Copy every one of the following records word for word, without changing anything.

>> start Stored data

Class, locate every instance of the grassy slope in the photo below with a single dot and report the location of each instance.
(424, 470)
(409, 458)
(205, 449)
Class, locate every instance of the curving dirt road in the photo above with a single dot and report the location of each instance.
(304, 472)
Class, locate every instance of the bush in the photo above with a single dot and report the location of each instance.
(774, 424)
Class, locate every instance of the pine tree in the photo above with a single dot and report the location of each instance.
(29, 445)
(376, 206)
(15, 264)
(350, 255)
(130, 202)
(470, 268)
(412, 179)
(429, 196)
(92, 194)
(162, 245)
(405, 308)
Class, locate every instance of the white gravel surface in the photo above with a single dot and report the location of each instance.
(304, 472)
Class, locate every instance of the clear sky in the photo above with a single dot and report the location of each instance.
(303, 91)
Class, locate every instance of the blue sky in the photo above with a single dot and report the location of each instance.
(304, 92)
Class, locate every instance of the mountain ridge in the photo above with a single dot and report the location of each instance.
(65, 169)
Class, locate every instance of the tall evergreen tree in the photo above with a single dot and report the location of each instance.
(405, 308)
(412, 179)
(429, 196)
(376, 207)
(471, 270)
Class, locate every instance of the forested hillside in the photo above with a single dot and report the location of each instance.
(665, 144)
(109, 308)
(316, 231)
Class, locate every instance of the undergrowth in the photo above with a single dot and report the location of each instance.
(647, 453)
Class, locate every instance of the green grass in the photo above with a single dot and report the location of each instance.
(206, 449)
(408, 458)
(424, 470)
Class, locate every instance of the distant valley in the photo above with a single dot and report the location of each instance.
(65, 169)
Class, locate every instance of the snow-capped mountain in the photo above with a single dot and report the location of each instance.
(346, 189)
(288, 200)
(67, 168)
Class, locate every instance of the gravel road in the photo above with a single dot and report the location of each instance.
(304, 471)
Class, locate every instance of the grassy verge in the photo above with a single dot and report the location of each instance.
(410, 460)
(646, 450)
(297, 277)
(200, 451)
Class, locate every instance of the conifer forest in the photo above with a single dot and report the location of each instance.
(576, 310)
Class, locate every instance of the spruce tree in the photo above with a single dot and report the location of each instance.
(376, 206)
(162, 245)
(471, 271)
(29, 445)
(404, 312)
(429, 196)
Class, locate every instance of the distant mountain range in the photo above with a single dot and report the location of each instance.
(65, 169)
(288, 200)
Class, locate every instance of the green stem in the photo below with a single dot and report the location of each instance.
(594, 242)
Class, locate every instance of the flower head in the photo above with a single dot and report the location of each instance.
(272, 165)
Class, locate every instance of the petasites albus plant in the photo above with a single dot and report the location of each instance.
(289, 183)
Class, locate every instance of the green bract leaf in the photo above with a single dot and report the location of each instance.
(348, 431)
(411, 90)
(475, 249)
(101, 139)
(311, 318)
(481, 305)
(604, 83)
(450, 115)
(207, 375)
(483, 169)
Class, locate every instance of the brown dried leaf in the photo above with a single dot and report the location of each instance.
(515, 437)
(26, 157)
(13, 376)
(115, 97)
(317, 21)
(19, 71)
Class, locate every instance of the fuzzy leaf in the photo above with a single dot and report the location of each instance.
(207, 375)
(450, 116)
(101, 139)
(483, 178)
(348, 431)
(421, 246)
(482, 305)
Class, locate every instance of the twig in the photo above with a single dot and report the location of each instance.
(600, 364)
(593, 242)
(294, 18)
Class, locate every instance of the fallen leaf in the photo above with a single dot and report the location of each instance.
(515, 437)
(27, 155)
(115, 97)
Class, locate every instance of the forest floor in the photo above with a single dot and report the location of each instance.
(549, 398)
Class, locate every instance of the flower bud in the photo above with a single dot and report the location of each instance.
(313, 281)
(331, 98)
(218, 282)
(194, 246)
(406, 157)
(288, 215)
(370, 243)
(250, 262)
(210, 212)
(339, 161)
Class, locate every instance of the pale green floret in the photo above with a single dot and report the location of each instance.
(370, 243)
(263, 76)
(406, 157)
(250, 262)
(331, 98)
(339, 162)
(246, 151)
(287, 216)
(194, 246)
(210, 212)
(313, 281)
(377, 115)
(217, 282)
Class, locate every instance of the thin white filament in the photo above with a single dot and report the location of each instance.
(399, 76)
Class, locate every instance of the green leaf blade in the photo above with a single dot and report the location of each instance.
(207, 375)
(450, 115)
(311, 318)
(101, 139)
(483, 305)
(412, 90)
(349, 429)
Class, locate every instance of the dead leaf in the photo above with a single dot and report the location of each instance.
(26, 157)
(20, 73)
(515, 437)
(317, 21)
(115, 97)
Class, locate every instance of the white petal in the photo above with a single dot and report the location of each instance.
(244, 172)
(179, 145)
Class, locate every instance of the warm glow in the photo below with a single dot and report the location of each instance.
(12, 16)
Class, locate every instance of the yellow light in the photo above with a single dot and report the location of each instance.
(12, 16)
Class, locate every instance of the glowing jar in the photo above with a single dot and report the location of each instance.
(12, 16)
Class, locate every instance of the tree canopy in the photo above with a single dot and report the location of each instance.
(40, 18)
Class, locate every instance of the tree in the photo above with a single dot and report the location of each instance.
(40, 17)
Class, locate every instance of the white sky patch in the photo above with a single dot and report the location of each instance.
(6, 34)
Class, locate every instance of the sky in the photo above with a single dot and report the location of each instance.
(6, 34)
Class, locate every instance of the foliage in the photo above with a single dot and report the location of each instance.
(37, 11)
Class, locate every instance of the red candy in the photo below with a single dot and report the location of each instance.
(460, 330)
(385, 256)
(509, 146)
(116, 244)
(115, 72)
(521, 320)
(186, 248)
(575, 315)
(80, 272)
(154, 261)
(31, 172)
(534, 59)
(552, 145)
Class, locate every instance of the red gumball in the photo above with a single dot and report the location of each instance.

>> end Stored data

Finished task
Class, locate every instance of the grassy slope in the photo below with a single dot and report the location of each instance.
(424, 470)
(409, 458)
(205, 449)
Class, locate every instance of the curving dirt road in the photo above with a single dot and report the location of each instance.
(304, 472)
Class, locate every instance of the bush in the photo above with a single dot and report the location of each instance.
(774, 424)
Class, locate every instance of the pine tree in the photo above with a single dot and report the location of each instance.
(29, 445)
(376, 206)
(15, 264)
(350, 255)
(130, 202)
(470, 268)
(412, 179)
(429, 196)
(92, 194)
(162, 245)
(405, 308)
Class, locate every instance of the white gravel surface in the photo above with a single dot and report the location of each instance.
(304, 472)
Class, locate every instance of the clear sky in the photo above with a single dot and report the location of each instance.
(303, 91)
Class, locate every instance of the blue sky in the photo above with a single dot and report the location of each instance.
(304, 92)
Class, locate every instance of the mountain ridge in the photo above with a single dot and report the location of each instance.
(65, 169)
Class, locate every instance of the tall evergreen tree in the photo above with a single dot and report the location of each instance.
(405, 308)
(412, 179)
(429, 196)
(376, 207)
(471, 270)
Class, locate every instance of the forested hillside in the photo above with a single dot and report the location of each instance.
(665, 144)
(109, 308)
(316, 231)
Class, locate every instance of the undergrowth in the photo above with a single dot and report the location of each instance.
(647, 453)
Class, locate every instance of the green grass in the photo above with a single dot and report the location of each instance.
(206, 449)
(408, 458)
(424, 470)
Class, locate every instance of the distant valley in the photo above with a single dot and report the location of each instance.
(65, 169)
Class, locate every instance of the snow-capped mountain in the photo above with a single dot and report the location of each instance.
(346, 189)
(288, 200)
(67, 168)
Class, locate every instance of the gravel road in the photo above with a single dot and report the location of each instance.
(304, 471)
Class, locate every instance of the grassy verge in the photo above with a single dot and report the location of each instance.
(410, 460)
(646, 450)
(297, 277)
(200, 451)
Class, locate every instance of the conifer forest in the photo above with a single dot and report the location of each instance.
(576, 310)
Class, locate every instance of the spruce tree in the photo above with a single dot and report the location of each instance.
(376, 206)
(162, 245)
(471, 271)
(29, 445)
(404, 312)
(429, 196)
Class, locate every instance of the distant mountain range in the photo above with a single dot and report the location of each instance.
(65, 169)
(288, 200)
Class, locate every instance of the green stem in the photo below with a single dot and report the location of each instance.
(594, 242)
Class, locate every instance of the flower head in the photo above with a single dot and report the location of each instance.
(272, 165)
Class, locate every instance of the petasites albus plant in the photo above with a single dot and report the location of each instance.
(289, 183)
Class, locate every instance of the green bract leaf in the photo above with a single dot and report the location of each instance.
(348, 431)
(411, 90)
(475, 249)
(101, 139)
(311, 318)
(481, 305)
(604, 83)
(450, 115)
(207, 375)
(483, 169)
Class, locate every instance of the brown dried leaf in the photo above with a single dot and report the location of each instance.
(515, 437)
(26, 157)
(13, 376)
(115, 97)
(317, 21)
(19, 71)
Class, locate every instance of the fuzzy leaf in the photo above with a single dot and report the location of each instance.
(207, 375)
(450, 116)
(101, 139)
(483, 178)
(348, 431)
(421, 246)
(482, 305)
Class, locate every instance of the twig in the photo above with a single dot and report the location of each instance.
(600, 364)
(593, 242)
(294, 18)
Class, locate every instance of the fallen leaf in the photo above with a single dot and report the location of each instance.
(515, 437)
(27, 155)
(115, 97)
Class, locate every instance of the forest floor in the photo above with a single dot and report the location of each instance.
(549, 398)
Class, locate every instance of the flower bud in the photo above with a single dot and report the location of each instance.
(313, 281)
(331, 98)
(218, 282)
(194, 246)
(406, 157)
(288, 215)
(370, 243)
(250, 262)
(210, 212)
(339, 161)
Class, locate every instance of the pale green floret in the photo above with a single dot and report the location of each instance.
(370, 243)
(263, 76)
(406, 157)
(250, 262)
(331, 98)
(339, 162)
(246, 151)
(287, 216)
(194, 246)
(210, 212)
(313, 281)
(377, 115)
(217, 282)
Class, locate every instance of the thin white filament in the photo above with a single dot and report the location of each instance.
(399, 76)
Class, locate every instance of the green leaf blade in the photo above with a single dot and report the location of each instance.
(207, 375)
(450, 115)
(311, 318)
(101, 139)
(483, 305)
(412, 90)
(349, 429)
Class, locate every instance of the dead leaf in the photo above with a single dot and report the location of each instance.
(26, 157)
(20, 73)
(515, 437)
(317, 21)
(115, 97)
Class, locate every instance of the white petal in the photo above with a single dot and report the location of each instance.
(244, 172)
(179, 145)
Class, locate every instance of the warm glow in the photo below with a single dot and report the location of each instance.
(12, 16)
Class, locate every instance of the yellow light in the photo above with a single dot and report the location of each instance.
(12, 16)
Class, locate every instance of the glowing jar in the photo above with a single dot and report the location of each instance.
(12, 16)
Class, locate every instance of the tree canopy in the photo above with a single dot and report the location of each instance.
(40, 18)
Class, locate every instance of the tree in the photo above with a single dot and report the location of each instance.
(40, 17)
Class, locate every instance of the white sky patch in the photo above with a single dot and report the location of each instance.
(6, 34)
Class, locate every instance of the sky in the photo above with a single dot and report the location of each instance.
(6, 34)
Class, locate every instance of the foliage in the photo above with a single dot and report the location of each instance.
(37, 11)
Class, locate every instance of the red candy in the photo below with a single dot and report the location of each instance.
(460, 330)
(385, 256)
(509, 146)
(116, 244)
(115, 72)
(521, 320)
(186, 248)
(575, 315)
(80, 272)
(154, 261)
(31, 172)
(534, 59)
(552, 145)
Class, locate every instance of the red gumball in the photo above with a single dot and report the location of each instance.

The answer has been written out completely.